● Description of the task:
Write out every line of the data below word for word, leaving nothing out.

● Task inputs:

......

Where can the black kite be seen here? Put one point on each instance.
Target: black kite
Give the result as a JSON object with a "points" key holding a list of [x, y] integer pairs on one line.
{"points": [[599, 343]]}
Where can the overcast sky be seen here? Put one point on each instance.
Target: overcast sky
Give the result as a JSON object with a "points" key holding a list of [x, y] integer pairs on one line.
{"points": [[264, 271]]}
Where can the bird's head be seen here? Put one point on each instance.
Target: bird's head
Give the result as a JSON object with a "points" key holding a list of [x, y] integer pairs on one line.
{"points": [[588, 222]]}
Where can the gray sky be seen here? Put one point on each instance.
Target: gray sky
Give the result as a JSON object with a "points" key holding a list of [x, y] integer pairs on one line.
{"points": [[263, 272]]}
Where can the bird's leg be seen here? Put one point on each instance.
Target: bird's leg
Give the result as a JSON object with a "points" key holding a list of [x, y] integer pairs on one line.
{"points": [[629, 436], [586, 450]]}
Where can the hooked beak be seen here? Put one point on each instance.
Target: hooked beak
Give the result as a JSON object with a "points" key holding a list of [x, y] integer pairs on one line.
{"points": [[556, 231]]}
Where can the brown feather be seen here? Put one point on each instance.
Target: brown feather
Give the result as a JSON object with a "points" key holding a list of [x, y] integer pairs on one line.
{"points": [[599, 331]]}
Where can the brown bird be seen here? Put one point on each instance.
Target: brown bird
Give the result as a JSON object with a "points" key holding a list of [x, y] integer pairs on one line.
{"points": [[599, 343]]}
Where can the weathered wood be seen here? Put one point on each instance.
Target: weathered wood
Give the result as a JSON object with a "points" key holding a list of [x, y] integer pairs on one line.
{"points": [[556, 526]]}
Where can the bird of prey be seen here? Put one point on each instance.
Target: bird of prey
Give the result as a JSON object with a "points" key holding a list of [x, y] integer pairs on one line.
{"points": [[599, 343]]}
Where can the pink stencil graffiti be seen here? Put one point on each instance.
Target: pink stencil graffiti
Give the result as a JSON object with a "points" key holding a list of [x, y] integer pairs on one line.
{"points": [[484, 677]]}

......

● Reply:
Where can the black kite be seen here? Put one point on each instance.
Target: black kite
Give the result as a JSON object with a "points" key holding a list of [x, y] integer pairs on one line.
{"points": [[599, 343]]}
Where can the overcast sky be seen here? Put one point on each instance.
Target: overcast sky
Give the result as a JSON object with a "points" key holding a list of [x, y] integer pairs on one line.
{"points": [[264, 271]]}
Where can the bird's head be seen here? Put one point on each instance.
Target: bird's head
Give the result as a JSON object with a "points" key holding a list of [x, y] integer pairs on one line.
{"points": [[588, 222]]}
Where can the gray sky be seen here? Put one point on each instance.
Target: gray sky
Give the result as a JSON object with a "points" key holding a list of [x, y] integer pairs on one line.
{"points": [[263, 272]]}
Where can the bird's leg be seen here? Put one point on each instance.
Target: bird's leg
Give the result as a JSON object with a "points" key holding a list of [x, y] integer pairs on one line.
{"points": [[629, 436], [586, 450]]}
Where can the hooked beak be seen here? Put one point on each instance.
Target: hooked beak
Give the result as a JSON object with a "points" key holding a list of [x, y] integer pairs on one line.
{"points": [[556, 231]]}
Where can the brown feather be seen here? Put one point on each instance.
Target: brown feather
Give the result as a JSON object with a "points" key holding a list of [x, y] integer pairs on one line.
{"points": [[599, 331]]}
Where can the brown bird be seen here? Put one point on each instance.
Target: brown bird
Give the result as a JSON object with a "points" key holding a list of [x, y] integer pairs on one line.
{"points": [[599, 343]]}
Where can the weathered wood be seen here? Put one point on each instance.
Target: weathered wood
Give the result as a JSON object with a "points" key holding a list of [x, y] integer pairs on one line.
{"points": [[556, 526]]}
Where can the bird of prey be seen here? Put one point on each instance.
Target: bird of prey
Give the result as a JSON object with a "points" key holding a list of [x, y] integer pairs on one line.
{"points": [[599, 343]]}
Where can the pink stencil graffiti be seen here? Put one point on each instance.
Target: pink stencil graffiti
Give the result as a JSON object with a "points" key holding a list of [x, y] integer pairs on one line.
{"points": [[484, 677]]}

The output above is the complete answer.